Items from a dataset:
□ □ □ □ □ □ □

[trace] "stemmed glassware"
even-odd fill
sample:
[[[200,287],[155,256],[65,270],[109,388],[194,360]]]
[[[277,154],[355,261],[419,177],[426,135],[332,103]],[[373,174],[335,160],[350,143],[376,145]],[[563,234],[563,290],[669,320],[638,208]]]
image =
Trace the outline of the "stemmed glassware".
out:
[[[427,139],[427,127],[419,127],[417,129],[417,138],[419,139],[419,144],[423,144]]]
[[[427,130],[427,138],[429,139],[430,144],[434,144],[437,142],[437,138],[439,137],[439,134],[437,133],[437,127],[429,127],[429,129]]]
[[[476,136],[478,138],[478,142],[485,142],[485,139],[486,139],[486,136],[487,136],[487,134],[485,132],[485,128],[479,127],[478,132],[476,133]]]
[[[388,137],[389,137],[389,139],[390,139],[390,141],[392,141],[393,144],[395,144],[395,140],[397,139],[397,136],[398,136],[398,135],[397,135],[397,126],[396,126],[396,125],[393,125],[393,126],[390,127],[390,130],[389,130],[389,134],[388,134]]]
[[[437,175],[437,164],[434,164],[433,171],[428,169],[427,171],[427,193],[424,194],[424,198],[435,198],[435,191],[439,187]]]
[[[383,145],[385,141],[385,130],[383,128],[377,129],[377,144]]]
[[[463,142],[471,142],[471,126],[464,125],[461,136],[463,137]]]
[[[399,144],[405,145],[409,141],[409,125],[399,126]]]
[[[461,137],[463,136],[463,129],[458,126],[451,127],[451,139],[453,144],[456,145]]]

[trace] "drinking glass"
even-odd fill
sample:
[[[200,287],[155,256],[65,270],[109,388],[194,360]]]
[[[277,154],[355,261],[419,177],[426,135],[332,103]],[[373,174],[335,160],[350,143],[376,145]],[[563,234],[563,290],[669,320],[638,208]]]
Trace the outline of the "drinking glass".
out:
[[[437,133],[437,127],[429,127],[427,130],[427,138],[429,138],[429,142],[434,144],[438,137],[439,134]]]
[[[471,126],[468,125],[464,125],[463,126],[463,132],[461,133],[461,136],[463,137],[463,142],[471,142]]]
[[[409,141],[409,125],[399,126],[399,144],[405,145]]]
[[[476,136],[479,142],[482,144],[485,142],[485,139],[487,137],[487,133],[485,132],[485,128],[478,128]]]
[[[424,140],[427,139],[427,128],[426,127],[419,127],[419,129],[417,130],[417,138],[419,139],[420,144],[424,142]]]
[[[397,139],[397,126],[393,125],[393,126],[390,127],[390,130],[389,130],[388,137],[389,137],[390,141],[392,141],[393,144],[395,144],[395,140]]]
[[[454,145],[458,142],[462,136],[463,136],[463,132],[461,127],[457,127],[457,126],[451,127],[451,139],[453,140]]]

□ □ □ □ □ □ □

▸ AIM:
Extract every line of the rows above that contains the string "outline", matching case exactly.

▸ RESULT OF THIS EXERCISE:
Trace the outline of the "stemmed glassware".
Trace the outline of the "drinking glass".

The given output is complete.